= WORK INSTRUCTION A =
Answer these from the interview excerpt:
(i) Where did the writer grow up bisexual?
(ii) What does the writer say has always been one of their weaknesses?
(iii) What annual show does the interviewer ask about?
= WORK INSTRUCTION B =
Translate this sentence from the interview excerpt into Spanish: "Revision has always been one of my weaknesses."
= WORK INSTRUCTION C =
List every subject the writer in the interview excerpt says they write a lot of metaphors for.
Top of TEXT SHOWN
I write a lot about family. My family is a huge force in my life, so I tend to gravitate toward stories about the complicated nature of familial relationships. I write a lot of metaphors for alcoholism and addiction and depression. I write a lot about queerness and sexuality in general. I grew up bisexual in a smaller Texas town. Those formative experiences feature in a lot of my writing.

 What is the hardest thing you have ever written? 

One of the first novels I wrote and then revised, which didn’t end up selling. It was difficult, as a short story writer, to not only sustain a narrative over such a large length but then to revise that narrative. Revision has always been one of my weaknesses. I’m still learning from novel-writing, as I’m still trying and am still in the dark about so much of it. But I’m starting to understand certain things about plotting and follow-through in such a large work.

In addition to your fiction, you have done some fascinating projects and collaborations with art and writing.  Can you tell us about your annual Art and Words Show-Art on the Boulevard?
Bottom of TEXT SHOWN
Top of RECORD EXCERPTS
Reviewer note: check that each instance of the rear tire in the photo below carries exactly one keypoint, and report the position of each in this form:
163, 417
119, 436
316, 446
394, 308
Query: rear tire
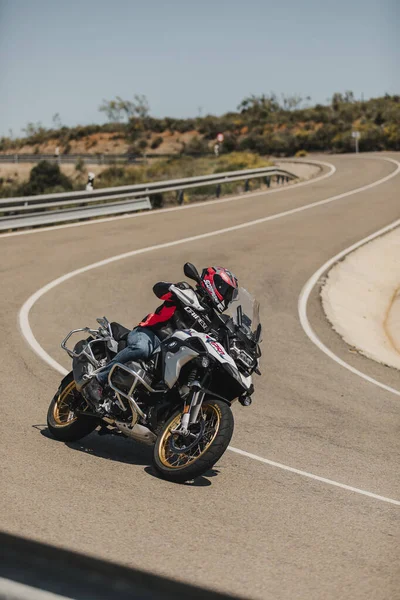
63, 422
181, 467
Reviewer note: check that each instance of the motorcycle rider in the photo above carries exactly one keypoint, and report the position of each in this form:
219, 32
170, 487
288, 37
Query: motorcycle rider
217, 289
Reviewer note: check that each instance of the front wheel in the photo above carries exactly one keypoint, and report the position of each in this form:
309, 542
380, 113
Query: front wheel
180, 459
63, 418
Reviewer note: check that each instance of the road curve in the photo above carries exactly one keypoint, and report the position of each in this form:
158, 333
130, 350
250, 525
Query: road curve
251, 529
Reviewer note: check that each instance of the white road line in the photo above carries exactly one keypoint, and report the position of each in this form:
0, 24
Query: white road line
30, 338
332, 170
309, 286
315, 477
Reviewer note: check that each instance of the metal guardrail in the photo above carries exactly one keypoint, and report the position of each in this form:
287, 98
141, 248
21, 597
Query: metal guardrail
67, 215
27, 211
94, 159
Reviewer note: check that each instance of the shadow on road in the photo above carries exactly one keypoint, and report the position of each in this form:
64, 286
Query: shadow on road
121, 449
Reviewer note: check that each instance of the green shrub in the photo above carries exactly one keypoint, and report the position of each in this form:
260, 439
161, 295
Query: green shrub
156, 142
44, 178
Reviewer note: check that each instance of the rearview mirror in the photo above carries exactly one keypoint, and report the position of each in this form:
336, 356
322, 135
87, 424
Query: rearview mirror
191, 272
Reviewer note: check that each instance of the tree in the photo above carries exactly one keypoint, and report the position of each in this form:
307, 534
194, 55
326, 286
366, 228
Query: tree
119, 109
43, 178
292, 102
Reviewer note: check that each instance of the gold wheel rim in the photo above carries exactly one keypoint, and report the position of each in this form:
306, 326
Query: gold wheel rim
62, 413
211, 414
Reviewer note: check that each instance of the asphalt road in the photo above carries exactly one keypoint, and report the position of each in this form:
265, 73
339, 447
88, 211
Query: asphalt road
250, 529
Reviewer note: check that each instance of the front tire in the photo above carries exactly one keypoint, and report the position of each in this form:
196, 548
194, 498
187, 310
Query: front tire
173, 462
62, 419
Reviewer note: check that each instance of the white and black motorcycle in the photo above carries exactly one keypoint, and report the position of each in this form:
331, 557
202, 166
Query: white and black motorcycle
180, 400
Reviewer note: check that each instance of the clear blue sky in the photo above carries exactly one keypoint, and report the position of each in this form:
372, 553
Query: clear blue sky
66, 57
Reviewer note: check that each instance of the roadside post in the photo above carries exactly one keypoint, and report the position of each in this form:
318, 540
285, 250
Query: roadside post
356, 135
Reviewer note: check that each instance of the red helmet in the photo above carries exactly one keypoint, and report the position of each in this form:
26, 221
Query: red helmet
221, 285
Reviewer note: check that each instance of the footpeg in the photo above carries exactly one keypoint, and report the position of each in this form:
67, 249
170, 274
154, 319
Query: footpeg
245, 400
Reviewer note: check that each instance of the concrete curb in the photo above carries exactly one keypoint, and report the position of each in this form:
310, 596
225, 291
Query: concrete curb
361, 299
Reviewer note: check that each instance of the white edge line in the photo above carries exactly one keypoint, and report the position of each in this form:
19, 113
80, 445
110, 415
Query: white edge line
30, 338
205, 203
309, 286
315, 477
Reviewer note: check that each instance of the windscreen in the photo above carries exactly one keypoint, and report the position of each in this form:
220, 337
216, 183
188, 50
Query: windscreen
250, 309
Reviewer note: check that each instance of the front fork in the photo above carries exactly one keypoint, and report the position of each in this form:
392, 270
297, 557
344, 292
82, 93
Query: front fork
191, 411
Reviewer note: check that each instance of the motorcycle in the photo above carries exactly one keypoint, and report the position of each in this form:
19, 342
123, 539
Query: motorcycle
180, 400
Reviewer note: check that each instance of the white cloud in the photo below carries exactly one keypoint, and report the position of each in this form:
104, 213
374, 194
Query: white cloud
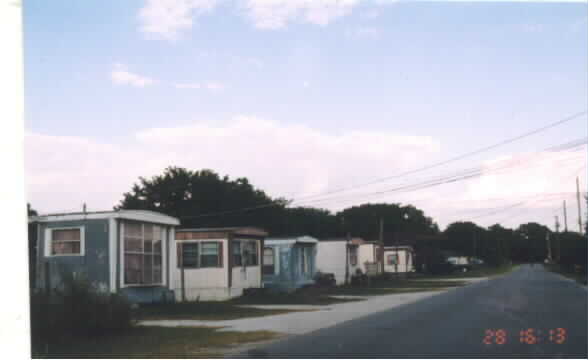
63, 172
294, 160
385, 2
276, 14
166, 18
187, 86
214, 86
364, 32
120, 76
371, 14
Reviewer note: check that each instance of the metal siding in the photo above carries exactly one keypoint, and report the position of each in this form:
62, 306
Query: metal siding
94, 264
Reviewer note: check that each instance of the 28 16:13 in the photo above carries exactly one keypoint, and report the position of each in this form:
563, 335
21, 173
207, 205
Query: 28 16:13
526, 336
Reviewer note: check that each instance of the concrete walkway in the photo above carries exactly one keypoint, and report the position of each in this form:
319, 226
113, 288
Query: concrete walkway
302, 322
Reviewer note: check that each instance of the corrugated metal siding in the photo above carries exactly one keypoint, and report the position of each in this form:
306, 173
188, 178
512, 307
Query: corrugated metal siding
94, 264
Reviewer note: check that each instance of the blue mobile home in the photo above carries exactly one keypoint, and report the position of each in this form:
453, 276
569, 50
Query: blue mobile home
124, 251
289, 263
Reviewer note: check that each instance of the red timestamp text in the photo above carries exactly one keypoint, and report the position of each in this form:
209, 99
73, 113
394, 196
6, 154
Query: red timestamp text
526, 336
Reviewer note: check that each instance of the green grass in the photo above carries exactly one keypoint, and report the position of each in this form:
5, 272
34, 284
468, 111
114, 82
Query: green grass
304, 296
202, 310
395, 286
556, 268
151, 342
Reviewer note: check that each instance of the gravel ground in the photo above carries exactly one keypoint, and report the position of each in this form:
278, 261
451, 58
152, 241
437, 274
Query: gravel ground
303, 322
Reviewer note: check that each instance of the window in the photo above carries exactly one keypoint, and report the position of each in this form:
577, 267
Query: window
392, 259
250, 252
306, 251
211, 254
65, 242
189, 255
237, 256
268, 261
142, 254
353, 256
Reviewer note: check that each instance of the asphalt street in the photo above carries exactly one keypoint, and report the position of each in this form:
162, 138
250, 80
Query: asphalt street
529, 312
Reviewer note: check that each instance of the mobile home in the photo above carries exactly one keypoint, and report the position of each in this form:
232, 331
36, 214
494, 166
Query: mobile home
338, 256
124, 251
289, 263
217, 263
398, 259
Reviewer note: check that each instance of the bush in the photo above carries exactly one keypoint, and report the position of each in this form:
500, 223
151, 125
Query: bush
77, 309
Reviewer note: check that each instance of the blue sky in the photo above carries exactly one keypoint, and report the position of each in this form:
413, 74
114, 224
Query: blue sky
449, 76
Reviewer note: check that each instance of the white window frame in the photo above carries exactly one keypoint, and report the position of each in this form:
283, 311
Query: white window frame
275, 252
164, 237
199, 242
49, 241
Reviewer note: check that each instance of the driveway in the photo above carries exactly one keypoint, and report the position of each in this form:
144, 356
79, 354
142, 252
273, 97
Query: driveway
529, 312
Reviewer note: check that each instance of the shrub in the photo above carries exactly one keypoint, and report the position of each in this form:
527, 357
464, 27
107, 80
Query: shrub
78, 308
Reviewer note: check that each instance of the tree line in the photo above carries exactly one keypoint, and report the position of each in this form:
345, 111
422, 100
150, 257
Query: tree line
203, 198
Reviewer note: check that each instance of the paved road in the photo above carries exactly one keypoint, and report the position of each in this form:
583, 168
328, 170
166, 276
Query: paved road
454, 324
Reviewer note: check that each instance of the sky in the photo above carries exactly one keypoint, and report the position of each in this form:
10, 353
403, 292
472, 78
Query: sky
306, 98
Bottom of RECORD EXCERPTS
= ANSWER SPACE A =
(i) In a smaller Texas town.
(ii) Revision.
(iii) The Art and Words Show-Art on the Boulevard.

= ANSWER SPACE B =
La revisión siempre ha sido una de mis debilidades.

= ANSWER SPACE C =
Alcoholism, addiction, depression